— MATERIAL ERKUNDEN —
A – Wie lautet der Satz „Das Fremde wird so ausgestellt, mal als naiv und unschuldig, dann als Projektion für Träume und Wünsche.“ aus dem Text über die Ausstellung in der Bremer Kunsthalle auf Englisch?
B – Können Sie den Text über die Ausstellung in der Bremer Kunsthalle im Anschluss an seinen letzten Satz weiterführen?
___ VORGEGEBENER TEXT
Gleich zu Beginn der Ausstellung musste man sich mental ins 19. Jahrhundert versetzen, in die Zeit, in der sich der Bremer Kunstverein gründete. Das war 1823. Dem Verein wiederum verdankt Bremen, dass 1849 die Kunsthalle gebaut wurde als erstes eigenständiges Haus in Deutschland, das die Schenkungen bürgerlicher Sammler beherbergte. Unter den Exponaten, die ausgestellt wurden, fanden sich zunehmend Werke, die die Mäzene, also Bremer Kaufleute und Firmen, aus den Gegenden der Welt mitbrachten, in denen sie Handel trieben – sprich: aus den Kolonien.
Auf Bildern von Künstlern wie Emil Nolde, Max Pechstein, Fritz Behn oder Ernst Ludwig Kirchner, die auf dem Ticket dieser Mäzene reisten, wurde das Exotische gern als Sensation vorgeführt, der Mensch ausschließlich als Motiv genutzt. Das Fremde wird so ausgestellt, mal als naiv und unschuldig, dann als Projektion für Träume und Wünsche. Oder als triebhaft: dunkelhäutige Frauen locken den (weißen) Mann mit erotischen Posen, auch das Bild von der sexuellen Übergriffigkeit wie der Laszivität des (dunklen) Fremden hält sich bis heute hartnäckig in den Köpfen. Genau das brach in der Ausstellung das fotografische Werk „Re-Take of Amrita“ von Vivan Sundaram auf. Diese Fotoserie inszenierte ein 1934 entstandenes Selbstporträt der Künstlerin Amrita Sher-Gil als Fotografie-Serie neu und gibt Sher-Gil so die Hoheit über ihre Körperlichkeit zurück. Auch der Kolonialhandel und somit Ausbeutung war Thema der Schau, beispielsweise mit einem Stillleben Paula Modersohn-Beckers, die die gerade erst in Europa verfügbare Banane 1905 malte. Auch bei diesem Thema wagte die Schau den Bruch: Werbeplakate des Norddeutschen Lloyd für „Orient-Reisen“ hier, eine Arbeit der nigerianisch-deutschen Künstlerin Ngozi Schommers dort. Schommers kontrastierte die Verpackungen Bremer Kolonialwaren mit den in Kohle gezeichneten Porträts von 50 westafrikanischen und afro-deutschen Frauen. Deren Urgroßeltern könnten diejenigen gewesen sein, die diese Verpackungen einst gefüllt haben. Das spannendste Kunstwerk der Ausstellung war allerdings gar nicht in der Kunsthalle zu sehen, sondern im Rathaus. Hew Lockes Schiff unter dem Titel „Cui Bono“ (Wem zum Vorteil?) hat das, an was in der Ausstellung bei allen mitunter krampfigen Bemühungen, historische Bezüge korrekt darzustellen, zu kurz kam: Hintersinn. Das mit barocker Fülle gestaltete Boot bestach durch eine klug ausgestaltete Symbolik.
______
___ QUELLENMATERIAL
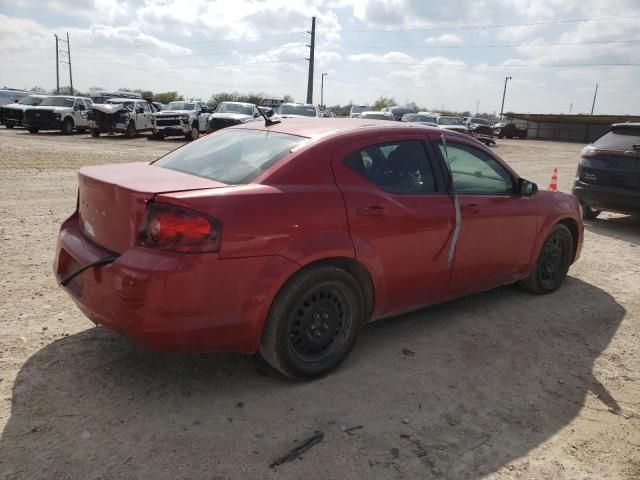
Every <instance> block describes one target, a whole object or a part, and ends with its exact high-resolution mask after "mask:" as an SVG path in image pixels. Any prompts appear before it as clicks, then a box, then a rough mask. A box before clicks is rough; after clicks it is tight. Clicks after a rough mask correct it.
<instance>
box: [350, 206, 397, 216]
mask: <svg viewBox="0 0 640 480" xmlns="http://www.w3.org/2000/svg"><path fill="white" fill-rule="evenodd" d="M356 213H357V214H358V215H360V216H363V217H381V216H383V215H386V214H387V213H389V210H387V209H386V208H385V207H382V206H380V205H371V206H370V207H361V208H359V209H358V210H356Z"/></svg>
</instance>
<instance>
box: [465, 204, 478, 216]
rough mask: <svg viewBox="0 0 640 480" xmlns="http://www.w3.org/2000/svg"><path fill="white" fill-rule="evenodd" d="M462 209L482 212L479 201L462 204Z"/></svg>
mask: <svg viewBox="0 0 640 480" xmlns="http://www.w3.org/2000/svg"><path fill="white" fill-rule="evenodd" d="M462 209H463V210H464V211H465V212H469V213H473V214H476V213H480V205H478V204H477V203H468V204H466V205H462Z"/></svg>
______
— LÖSUNGEN —
A – In this way, the foreign is put on display, sometimes as naive and innocent, then as a projection for dreams and desires.

B –
Rückgabe menschlicher Überreste
Bereits im Mai 2017 kam es auch zu einem ganz besonderen Ereignis im Bremer Übersee-Museum. Das Museum gab menschliche Überreste der Völker der Māori und der Moriori an den Staat Neuseeland zurück. Nach Bremen gelangt sind sie ab 1896 durch Hugo Schauinsland, den Gründungsdirektor des Übersee-Museums. Er unternahm während seiner Amtszeit vier große Sammel- und Forschungsreisen. Die erste führte ihn unter anderen nach Neuseeland und auf die Chatham-Inseln. Dort sammelte er, ohne zu fragen, natur- und völkerkundliche Objekte, darunter eben auch Tiere sowie menschliche Überreste. Dieses Vorgehen war im 19. Jahrhundert, zur Zeit des Kolonialismus, häufig ein Bestandteil der Sammlungsstrategie für anthropologische Sammlungen. Eine verbreitete Methode also, ethisch – wie Museumsdirektorin Wiebke Ahrndt einräumte – aber nicht vertretbar. Insgesamt fanden die menschlichen Überreste von bis zu 44 Moriori und Māori ihren Weg ins Übersee-Museum.
Der Botschafter von Neuseeland aus Berlin sowie eine fünfköpfige Delegation vom Museum of New Zealand Te Papa Tongarewa aus Wellington waren im Mai extra nach Bremen gereist, um die Überreste der „ancestors“ (Ahnen) entgegenzunehmen und sicher nach Hause zu bringen. Denn für die Māori sind die Knochen nicht einfach nur die sterblichen Überreste ihrer Vorfahren. Für sie sind die Gebeine auch nach dem Tod beseelt, sie verehren sie als ihre Ahnen.
Es war laut Museumsdirektorin Ahrndt das erste Mal, dass Medienvertreter in Deutschland an so einer Zeremonie teilnehmen durften. Die Verantwortlichen des Überseemuseums und alle Teilnehmer der Zeremonie mussten sich gründlich auf das Ereignis vorbereiten, denn der Prozess der Ahnenübergabe wird begleitet von einem streng reglementierten Ablauf. Zum Beispiel mussten alle Anwesenden aus Respekt vor den Ahnen darauf achten, den Überresten nie den Rücken zuzudrehen.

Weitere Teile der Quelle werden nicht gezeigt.